Text shown:
----

Cesar Peres Dulac Müller logo

CPDMA BLOG

Category:
Date: February 28, 2020
Posted by: CPDMA Team

Justice closes franchise stores for violation of non-compete clause

Such convictions will be even more frequent with the entry into force of the new Franchise Law, according to lawyers.

Former franchisees have been convicted in court or in arbitration for violating non-compete clauses established in the contracts. Some decisions benefit networks such as Água Doce Cachaçaria, Sóbrancelhas and China in Box.

They establish the closing of the doors or the suspension of the activities of stores that just changed their name, keeping the same business. Such convictions will be even more frequent, according to lawyers, with the entry into force of the new Franchise Law (Law No. 13,966) on March 26. This is because article 2, item XV, subparagraph a, makes the protection of the “know-how” provided by the franchisor broader.

In Brazil, there were 2,916 franchise brands at the end of last year, with a total turnover of R$ 186.8 billion and which generate approximately 1.3 million jobs, according to a previous survey by the Brazilian Franchising Association (ABF).

One of the cases was recently judged by the 2nd Reserved Chamber of Business Law of the São Paulo Court of Justice (TJ-SP). The magistrates gave a period of five days, under penalty of a daily fine of R$ 2 thousand, for a franchisee of Água Doce Cachaçaria in Araras to close its doors. After the termination of the contract, she continued working in the same place, with a similar menu, under the name Restaurante Santa Dose Gastronomia Brasileira (interlocutory appeal no 2166612- 30.2019.8.26.0000).

The franchisor signed the contract on November 30, 2011, for a period of five years. After the deadline, there was an extension. However, due to non-payment of royalties, in addition to other fees, the cachaçaria sent an extrajudicial notice of termination in May 2018. “However, the restaurant continued to carry out the same activity, in the same place, taking advantage of the know-how provided by the franchisor. Even with a clause that prevented him from exploring similar activity for two years after termination of the contract”, says lawyer Thaís Kurita, from Novoa Prado Advogados, who defends the franchisor.

For the rapporteur of the case, judge José Araldo da Costa Telles, there was unfair competition "either because the restaurant business is maintained or because the title of the establishment itself constitutes competition, prohibited by an express contractual provision, when alluding to the dose, an expression notoriously linked to cachaça, a reference product of the appellant's business name".

The court decision has already been carried out, according to lawyer Fernanda Escobar, who advises the former franchisee. According to her, the Santa Dose denomination is nothing like the old one. “There was and is not any kind of unfair and illicit competition. The allegation that Santa Dose was selling products that are the flagship sales of Água Doce is untrue”, he says. “The two brands are undoubtedly different, that is, they start from different concepts and menus.”

The franchise agreement, adds the lawyer, is totally abusive and harms the dignity of the human person. “It practically prevents the owner of the franchised company from working in the business for two years, or any gastronomic area that the franchise deems unfair competition”, he says. She adds that the same 2nd Reserved Chamber of Business Law gave a contrary decision in a similar process, which involves another former franchisee of the same cachaçaria (process no 1004672-39.2018.8.26.0637).

----

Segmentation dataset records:
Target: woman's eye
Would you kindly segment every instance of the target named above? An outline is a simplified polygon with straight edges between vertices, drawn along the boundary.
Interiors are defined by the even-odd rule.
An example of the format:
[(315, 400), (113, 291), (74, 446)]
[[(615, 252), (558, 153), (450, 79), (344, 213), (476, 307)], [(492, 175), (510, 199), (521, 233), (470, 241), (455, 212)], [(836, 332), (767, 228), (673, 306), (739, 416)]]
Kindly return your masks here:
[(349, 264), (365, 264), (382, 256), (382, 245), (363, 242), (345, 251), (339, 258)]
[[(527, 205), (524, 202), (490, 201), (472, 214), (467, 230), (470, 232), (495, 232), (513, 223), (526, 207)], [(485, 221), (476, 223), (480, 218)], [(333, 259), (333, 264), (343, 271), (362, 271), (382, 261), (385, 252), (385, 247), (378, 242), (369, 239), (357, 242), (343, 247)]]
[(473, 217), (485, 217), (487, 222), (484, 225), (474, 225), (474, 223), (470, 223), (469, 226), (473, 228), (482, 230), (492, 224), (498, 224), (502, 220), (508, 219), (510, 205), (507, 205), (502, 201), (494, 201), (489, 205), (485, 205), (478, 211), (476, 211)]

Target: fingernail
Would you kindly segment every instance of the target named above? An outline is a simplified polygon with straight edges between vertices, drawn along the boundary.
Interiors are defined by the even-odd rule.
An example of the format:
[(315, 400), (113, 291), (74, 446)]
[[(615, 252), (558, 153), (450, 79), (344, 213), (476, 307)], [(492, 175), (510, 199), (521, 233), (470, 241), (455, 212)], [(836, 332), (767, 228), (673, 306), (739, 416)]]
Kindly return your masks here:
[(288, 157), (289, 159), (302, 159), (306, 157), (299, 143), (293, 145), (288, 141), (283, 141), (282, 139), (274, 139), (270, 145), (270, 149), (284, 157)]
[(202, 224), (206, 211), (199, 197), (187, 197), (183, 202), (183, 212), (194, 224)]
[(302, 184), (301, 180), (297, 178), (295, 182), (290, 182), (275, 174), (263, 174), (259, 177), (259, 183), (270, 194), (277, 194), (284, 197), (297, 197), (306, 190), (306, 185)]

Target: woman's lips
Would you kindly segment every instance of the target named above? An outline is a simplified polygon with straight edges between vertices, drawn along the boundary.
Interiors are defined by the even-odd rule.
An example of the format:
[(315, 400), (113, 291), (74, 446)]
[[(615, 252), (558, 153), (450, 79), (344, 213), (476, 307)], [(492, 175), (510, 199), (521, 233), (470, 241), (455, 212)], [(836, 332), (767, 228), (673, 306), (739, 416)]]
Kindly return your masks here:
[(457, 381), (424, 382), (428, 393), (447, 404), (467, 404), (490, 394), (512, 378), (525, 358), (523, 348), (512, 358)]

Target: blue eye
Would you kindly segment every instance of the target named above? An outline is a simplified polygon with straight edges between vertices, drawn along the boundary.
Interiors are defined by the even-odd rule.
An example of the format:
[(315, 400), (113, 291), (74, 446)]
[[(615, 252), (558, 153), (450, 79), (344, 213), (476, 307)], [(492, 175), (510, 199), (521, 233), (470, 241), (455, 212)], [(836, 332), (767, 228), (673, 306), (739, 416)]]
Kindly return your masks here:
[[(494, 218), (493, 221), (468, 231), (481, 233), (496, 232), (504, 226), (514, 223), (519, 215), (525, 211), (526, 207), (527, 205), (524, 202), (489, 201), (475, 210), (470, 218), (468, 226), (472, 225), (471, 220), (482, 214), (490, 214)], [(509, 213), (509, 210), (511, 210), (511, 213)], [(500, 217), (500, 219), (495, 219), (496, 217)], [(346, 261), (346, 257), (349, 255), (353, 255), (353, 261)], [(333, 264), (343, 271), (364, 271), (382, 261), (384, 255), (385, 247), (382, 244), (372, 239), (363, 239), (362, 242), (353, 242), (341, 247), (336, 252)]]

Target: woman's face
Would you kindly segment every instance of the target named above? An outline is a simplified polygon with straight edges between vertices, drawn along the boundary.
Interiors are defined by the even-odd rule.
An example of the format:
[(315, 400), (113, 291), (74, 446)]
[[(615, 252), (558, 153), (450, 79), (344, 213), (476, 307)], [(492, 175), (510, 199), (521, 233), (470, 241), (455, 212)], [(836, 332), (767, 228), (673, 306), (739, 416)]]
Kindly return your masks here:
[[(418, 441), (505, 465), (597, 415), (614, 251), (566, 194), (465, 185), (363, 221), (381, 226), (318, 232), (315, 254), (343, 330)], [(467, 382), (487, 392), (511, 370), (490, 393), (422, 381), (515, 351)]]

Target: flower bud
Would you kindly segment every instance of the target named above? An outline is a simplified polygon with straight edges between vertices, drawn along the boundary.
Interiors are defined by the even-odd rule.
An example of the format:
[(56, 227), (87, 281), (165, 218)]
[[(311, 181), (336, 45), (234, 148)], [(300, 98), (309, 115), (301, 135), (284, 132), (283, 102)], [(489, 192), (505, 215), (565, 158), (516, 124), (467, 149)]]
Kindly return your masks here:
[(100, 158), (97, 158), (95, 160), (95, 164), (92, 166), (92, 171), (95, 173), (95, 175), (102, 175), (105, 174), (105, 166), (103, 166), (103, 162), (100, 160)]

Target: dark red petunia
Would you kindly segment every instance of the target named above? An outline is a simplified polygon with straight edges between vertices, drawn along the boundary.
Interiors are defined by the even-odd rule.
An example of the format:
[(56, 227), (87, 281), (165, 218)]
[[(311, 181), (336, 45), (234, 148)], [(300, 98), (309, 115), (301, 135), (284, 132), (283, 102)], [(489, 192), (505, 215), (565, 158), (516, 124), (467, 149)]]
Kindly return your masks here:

----

Problem set:
1: Condense the paragraph of the franchise article beginning "The franchisor signed the contract" into a short bulleted list that keeps its main facts.
2: Retype the part of the franchise article that opens with the words containing "The franchisor signed" and closes with "defends the franchisor.".
These lines have no connection to the franchise article.

The results:
1:
- The contract was signed on November 30, 2011, for five years and was extended after that deadline.
- Because of unpaid royalties and other fees, the cachaçaria sent an extrajudicial notice of termination in May 2018.
- Thaís Kurita of Novoa Prado Advogados, who defends the franchisor, says the restaurant kept up the same activity in the same place and used the franchisor's know-how. She says it did so despite a clause barring similar activity for two years after the contract ended.

2:
The franchisor signed the contract on November 30, 2011, for a period of five years. After the deadline, there was an extension. However, due to non-payment of royalties, in addition to other fees, the cachaçaria sent an extrajudicial notice of termination in May 2018. “However, the restaurant continued to carry out the same activity, in the same place, taking advantage of the know-how provided by the franchisor. Even with a clause that prevented him from exploring similar activity for two years after termination of the contract”, says lawyer Thaís Kurita, from Novoa Prado Advogados, who defends the franchisor.